***** Data to use

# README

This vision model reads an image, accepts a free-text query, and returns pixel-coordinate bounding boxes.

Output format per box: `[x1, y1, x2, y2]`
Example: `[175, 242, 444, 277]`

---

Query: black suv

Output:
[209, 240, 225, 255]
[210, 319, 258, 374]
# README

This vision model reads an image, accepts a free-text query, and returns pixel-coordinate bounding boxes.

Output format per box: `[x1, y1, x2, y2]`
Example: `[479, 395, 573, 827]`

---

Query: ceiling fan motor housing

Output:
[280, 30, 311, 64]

**********

• _Instruction_
Change every "Output" in the records above to "Result" and leave everything else as it is.

• _Response_
# README

This vision model reads an image, accepts a free-text query, and returns pixel-coordinate bounding boxes.

Result format per box: `[x1, y1, x2, y2]`
Example: `[175, 242, 444, 277]`

---

Query: black suv

Result:
[209, 240, 225, 255]
[210, 319, 258, 374]
# README

This vision model reads an image, accepts a free-text query, and returns pixel-coordinate bounding boxes.

Result format per box: `[x1, y1, x2, y2]`
Example: `[479, 395, 573, 827]`

---

Query: ceiling fan motor housing

Result:
[280, 30, 311, 64]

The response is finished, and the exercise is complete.